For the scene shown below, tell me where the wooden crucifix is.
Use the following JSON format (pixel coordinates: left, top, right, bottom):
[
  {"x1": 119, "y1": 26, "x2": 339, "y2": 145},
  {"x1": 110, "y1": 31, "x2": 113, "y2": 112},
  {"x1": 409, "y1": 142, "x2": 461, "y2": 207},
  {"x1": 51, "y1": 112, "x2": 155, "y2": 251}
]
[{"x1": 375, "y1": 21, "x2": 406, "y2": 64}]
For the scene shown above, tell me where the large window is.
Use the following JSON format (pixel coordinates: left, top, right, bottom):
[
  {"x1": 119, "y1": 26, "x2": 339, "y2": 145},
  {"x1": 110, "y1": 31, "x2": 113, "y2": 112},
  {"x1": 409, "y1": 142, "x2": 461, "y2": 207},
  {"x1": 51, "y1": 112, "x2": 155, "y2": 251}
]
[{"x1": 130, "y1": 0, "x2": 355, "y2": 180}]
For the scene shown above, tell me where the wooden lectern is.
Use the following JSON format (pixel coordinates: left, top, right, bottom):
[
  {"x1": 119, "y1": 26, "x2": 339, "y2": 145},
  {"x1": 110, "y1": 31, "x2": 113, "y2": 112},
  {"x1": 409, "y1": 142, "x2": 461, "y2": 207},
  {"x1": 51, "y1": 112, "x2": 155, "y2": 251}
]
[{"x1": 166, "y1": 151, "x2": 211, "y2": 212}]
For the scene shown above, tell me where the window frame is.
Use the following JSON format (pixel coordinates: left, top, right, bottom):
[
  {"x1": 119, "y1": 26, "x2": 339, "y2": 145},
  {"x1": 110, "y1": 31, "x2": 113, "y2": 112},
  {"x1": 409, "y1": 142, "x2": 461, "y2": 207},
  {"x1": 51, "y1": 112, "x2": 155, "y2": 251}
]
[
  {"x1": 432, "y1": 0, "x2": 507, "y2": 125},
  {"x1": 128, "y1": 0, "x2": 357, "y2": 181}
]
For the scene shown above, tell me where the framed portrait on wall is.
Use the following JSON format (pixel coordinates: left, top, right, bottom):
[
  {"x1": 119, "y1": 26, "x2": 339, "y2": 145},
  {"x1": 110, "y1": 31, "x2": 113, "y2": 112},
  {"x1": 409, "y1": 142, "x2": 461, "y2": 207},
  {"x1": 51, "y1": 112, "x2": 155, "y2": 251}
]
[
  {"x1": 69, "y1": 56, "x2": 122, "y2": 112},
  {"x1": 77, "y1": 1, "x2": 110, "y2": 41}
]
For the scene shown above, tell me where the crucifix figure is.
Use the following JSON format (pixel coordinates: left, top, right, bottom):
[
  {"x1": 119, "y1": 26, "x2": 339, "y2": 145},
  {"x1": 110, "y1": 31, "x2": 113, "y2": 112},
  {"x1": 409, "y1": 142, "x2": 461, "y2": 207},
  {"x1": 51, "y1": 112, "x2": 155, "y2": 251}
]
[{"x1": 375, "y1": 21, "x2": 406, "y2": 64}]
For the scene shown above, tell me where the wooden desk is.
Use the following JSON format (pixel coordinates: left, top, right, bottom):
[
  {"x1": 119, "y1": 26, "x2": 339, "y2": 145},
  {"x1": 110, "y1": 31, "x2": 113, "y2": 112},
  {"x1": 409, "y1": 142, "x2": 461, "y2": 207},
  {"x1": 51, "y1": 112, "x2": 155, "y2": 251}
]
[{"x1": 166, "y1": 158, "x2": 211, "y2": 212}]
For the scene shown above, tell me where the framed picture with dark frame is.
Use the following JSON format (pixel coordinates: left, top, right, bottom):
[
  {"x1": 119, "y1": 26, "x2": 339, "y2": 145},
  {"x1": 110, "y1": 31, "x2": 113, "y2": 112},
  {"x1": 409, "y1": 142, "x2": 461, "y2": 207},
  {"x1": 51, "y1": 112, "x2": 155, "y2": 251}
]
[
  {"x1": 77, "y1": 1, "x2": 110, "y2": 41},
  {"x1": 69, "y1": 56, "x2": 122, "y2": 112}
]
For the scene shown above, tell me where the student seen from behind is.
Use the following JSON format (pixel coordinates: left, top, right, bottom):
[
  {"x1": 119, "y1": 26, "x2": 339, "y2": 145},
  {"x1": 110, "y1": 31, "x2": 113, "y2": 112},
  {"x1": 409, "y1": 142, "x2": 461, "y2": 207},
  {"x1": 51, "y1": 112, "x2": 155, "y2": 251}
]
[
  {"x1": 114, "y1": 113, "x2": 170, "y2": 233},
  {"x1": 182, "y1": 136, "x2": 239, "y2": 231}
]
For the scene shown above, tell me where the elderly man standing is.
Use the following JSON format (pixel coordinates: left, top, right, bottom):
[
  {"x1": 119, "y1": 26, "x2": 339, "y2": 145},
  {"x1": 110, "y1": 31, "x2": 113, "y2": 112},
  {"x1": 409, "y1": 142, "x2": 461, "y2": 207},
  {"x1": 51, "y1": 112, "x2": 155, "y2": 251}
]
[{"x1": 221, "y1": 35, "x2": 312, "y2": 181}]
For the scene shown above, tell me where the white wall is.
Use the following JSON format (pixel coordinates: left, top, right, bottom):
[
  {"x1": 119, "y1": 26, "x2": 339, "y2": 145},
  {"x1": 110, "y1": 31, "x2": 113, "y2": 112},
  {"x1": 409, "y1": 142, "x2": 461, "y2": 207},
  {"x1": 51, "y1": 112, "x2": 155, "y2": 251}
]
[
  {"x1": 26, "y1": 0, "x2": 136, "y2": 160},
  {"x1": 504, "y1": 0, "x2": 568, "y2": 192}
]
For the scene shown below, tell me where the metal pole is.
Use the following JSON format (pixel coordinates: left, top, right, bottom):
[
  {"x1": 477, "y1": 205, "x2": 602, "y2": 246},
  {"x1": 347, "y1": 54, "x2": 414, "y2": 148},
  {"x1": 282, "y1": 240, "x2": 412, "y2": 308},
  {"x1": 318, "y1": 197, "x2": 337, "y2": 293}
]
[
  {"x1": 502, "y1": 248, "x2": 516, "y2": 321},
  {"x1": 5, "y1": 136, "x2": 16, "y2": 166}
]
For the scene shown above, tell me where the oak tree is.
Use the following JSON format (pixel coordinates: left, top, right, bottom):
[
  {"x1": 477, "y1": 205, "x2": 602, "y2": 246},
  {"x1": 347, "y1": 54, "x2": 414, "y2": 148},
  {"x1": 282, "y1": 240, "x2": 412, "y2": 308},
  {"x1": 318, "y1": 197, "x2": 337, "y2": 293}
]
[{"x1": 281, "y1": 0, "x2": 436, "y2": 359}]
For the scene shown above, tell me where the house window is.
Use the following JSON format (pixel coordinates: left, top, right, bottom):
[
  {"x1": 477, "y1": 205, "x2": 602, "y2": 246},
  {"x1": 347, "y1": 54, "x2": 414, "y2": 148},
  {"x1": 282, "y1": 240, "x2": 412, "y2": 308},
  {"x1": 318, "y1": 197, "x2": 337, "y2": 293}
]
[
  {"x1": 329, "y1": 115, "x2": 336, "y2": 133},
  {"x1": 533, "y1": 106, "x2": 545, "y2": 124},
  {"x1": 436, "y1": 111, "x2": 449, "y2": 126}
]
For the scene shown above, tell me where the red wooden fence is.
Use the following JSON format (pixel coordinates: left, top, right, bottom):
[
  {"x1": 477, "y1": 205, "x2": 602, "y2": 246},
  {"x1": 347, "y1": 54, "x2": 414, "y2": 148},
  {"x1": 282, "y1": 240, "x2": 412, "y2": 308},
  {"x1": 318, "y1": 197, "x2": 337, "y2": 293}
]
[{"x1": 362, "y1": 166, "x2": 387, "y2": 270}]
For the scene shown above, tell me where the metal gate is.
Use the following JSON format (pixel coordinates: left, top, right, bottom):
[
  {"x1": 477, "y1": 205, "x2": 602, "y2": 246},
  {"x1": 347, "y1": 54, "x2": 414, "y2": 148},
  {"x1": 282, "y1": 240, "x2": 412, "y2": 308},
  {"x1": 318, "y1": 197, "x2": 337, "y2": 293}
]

*-*-*

TASK REQUIREMENTS: Count the lines in the rows above that contain the word "framed". Reply with the number only.

RESULT FOR THIS TASK: 2